— BEGIN Text to read —
This needs more reblogs.
SomethingLikeALawyer, when you say that Daenerys doesn't deserve to survive or succeed, what exactly are you talking about? Her behaviour so far in books, or something else? Thanks (:
grottoofregrets: What has Daenerys done that’s so terrible that you say that she doesn’t deserve to survive or succeed, and even hope that she dies?
lesmotsincompris: I second the question about Daenerys. I don’t want to see her sitting the Iron Thrones, but why you think she doesn’t deserve to succeed or survive?
Alright, I know since I said it, I was going to have to elaborate on it. So here it is, why I don’t like Daenerys, why I don’t think she’s a good queen, and why I wouldn’t want her to rule Westeros. I’ll warn you already that a lot of this bases on my own value system, so you might (and many of you probably won’t) agree with some or all of my rationale. So anyway, here we go:
Daenerys does not value her word, nor does she see her obligations as binding. This is disastrous for any political leader, but especially for one looking to rule under feudalism. Under feudalism, the feudal contract and the vassal-overlord relationship are key, and both must be abided by. Daenerys proved at Astapor that she is willing to enter into bargains that she has no intent of fulfilling, when she dealt with Kraznys. She identifies the Dothraki as her people, accepts and acts with the power of a khaleesi (even authorizing Viserys’s execution), yet as soon as the position requires her to do something she does not desire, she abandons the responsibility most handily. As a potential feudal vassal, this would concern me. Feudalism’s basic premise is that your forsake autonomy in exchange for protection. If Daenerys does not see her oaths to me as binding, how am I to rest easy if I am under attack and require her to fulfill her end of the bargain? If she enters into arrangements in deliberate bad faith, how am I to feel comfortable that she has any intent of honoring them? Will she take my troops to fight her wars and not defend my lands? Will she take my taxes but snatch up holdings in my fief to please some other vassal? If I am not a vassal, but a foreign power, this still looms large. Will she abide by peace or economic treaties? Is she receiving me in her court to discuss matters of diplomacy only to execute me? There’s always an uncertainty when dealing with an arbitrary ruler that erodes faith in the monarch, and that is something I strongly condemn in leaders of government.
— END Text to read —
— BEGIN Data —
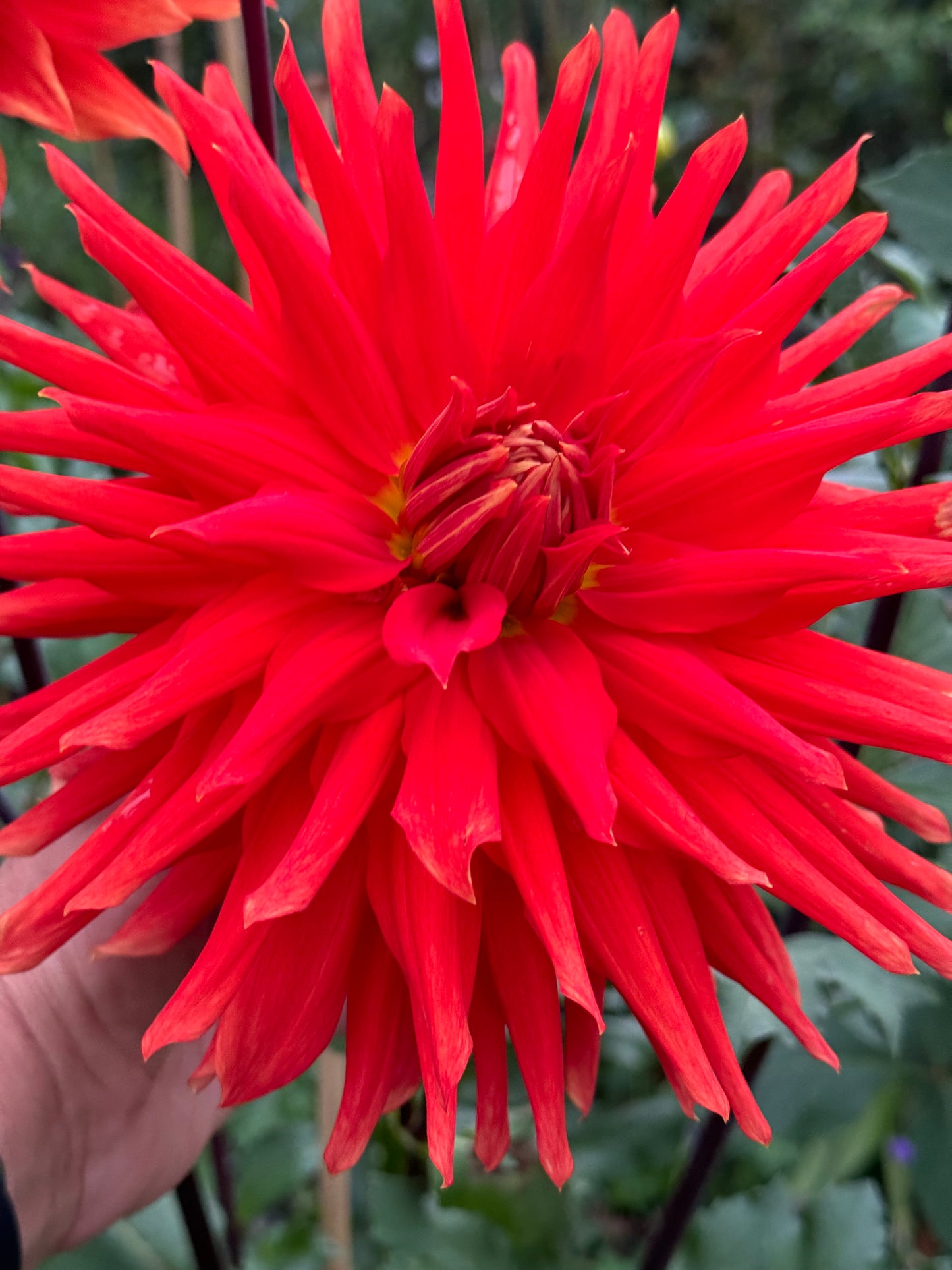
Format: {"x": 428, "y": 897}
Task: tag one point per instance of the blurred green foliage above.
{"x": 860, "y": 1174}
— END Data —
Aim A — Return the part of the post about Daenerys starting with "SomethingLikeALawyer, when you" and going on through "that she dies?", copied word for word.
Aim B — In the post about Daenerys, where did she enter into bargains she had no intent of fulfilling?

Task response A —
SomethingLikeALawyer, when you say that Daenerys doesn't deserve to survive or succeed, what exactly are you talking about? Her behaviour so far in books, or something else? Thanks (:
grottoofregrets: What has Daenerys done that’s so terrible that you say that she doesn’t deserve to survive or succeed, and even hope that she dies?

Task response B — At Astapor, when she dealt with Kraznys.